_AIM_: Please pull out every line of the listing below that contains the word "hair". Case counts.
** Start INFORMATION PROVIDED **
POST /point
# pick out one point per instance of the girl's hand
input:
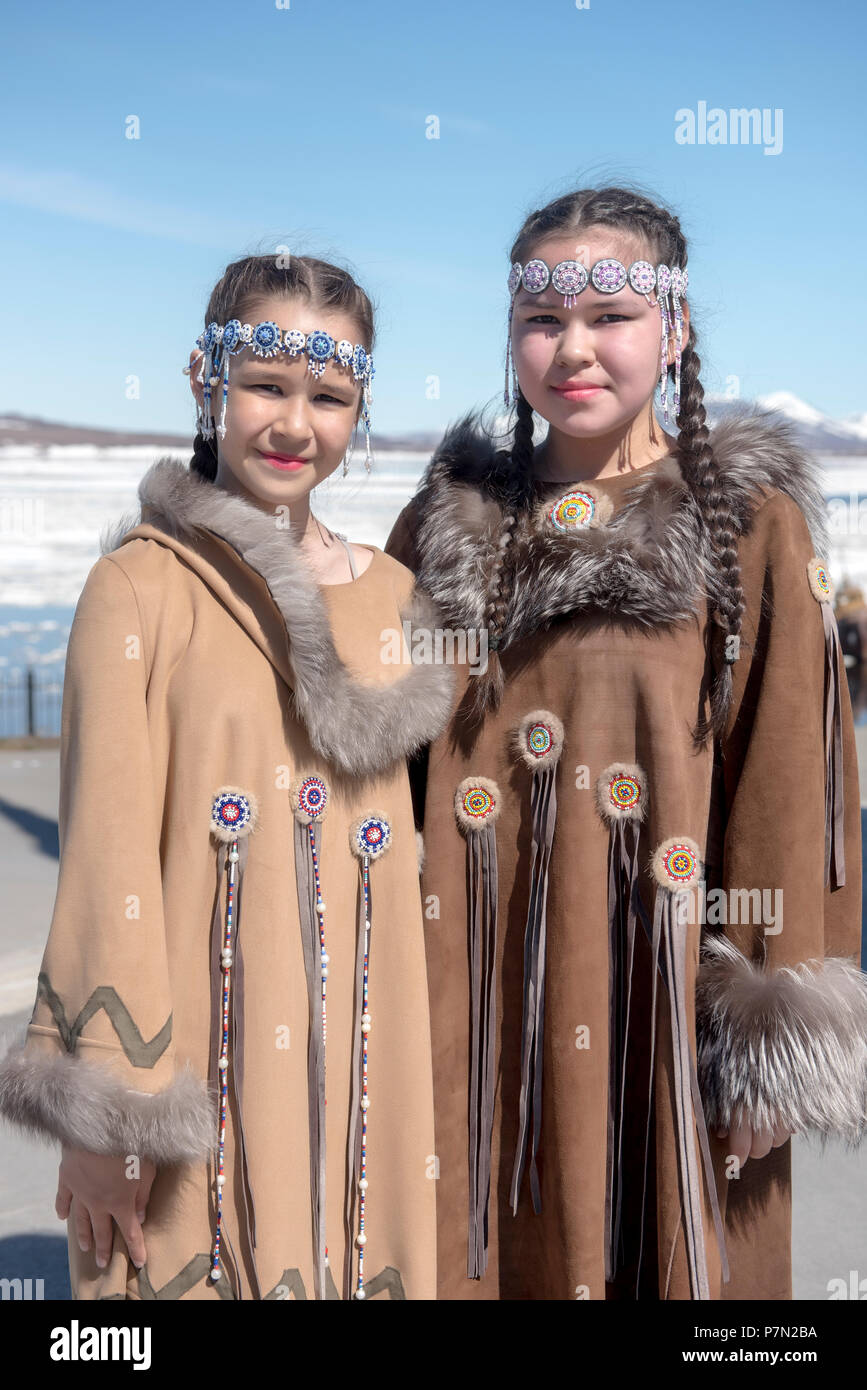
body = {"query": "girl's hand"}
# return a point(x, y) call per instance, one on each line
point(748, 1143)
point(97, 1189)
** End INFORMATION PROVIDED **
** Start INFORMATION PROVIDED **
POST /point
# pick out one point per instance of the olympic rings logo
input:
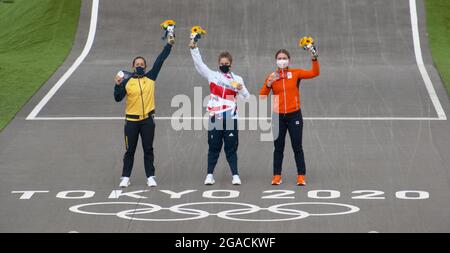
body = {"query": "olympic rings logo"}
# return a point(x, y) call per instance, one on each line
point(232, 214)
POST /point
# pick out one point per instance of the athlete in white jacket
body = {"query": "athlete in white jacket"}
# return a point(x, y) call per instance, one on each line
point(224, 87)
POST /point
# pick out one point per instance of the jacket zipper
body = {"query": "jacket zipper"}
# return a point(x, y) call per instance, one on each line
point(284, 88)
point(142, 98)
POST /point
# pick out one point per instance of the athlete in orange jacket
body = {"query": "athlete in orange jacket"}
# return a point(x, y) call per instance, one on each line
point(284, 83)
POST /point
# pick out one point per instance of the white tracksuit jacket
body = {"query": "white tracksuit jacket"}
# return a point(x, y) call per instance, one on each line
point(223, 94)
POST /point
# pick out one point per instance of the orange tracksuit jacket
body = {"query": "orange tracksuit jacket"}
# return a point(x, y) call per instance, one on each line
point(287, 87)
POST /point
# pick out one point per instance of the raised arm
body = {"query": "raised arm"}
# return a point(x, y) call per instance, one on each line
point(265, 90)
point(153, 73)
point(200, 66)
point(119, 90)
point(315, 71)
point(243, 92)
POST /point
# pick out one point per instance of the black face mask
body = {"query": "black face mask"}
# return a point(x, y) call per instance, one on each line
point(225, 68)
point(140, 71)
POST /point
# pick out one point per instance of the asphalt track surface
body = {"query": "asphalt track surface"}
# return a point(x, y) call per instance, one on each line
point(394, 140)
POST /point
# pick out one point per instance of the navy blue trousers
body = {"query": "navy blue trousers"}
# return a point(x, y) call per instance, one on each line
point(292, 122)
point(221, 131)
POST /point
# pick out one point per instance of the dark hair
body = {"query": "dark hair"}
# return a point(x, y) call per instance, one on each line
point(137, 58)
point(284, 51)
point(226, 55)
** End INFORMATION PROVIDED **
** Start INFORMATION PROVIDED **
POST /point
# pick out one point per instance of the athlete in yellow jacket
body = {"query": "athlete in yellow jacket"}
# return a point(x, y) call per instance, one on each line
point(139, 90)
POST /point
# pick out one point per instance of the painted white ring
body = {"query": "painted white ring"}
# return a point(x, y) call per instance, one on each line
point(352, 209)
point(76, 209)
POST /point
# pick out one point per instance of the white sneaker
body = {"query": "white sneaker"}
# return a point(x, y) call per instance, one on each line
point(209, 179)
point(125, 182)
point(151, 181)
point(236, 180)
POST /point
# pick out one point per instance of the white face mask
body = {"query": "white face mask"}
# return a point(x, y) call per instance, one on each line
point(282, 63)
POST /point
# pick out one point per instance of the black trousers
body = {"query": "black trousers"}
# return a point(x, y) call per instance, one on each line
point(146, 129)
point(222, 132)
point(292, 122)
** End INFORMATION PROVIDED **
_SOLUTION FOR THIS PROBLEM_:
# pick out one point per instance of the dark hair
body = {"query": "dark hair"}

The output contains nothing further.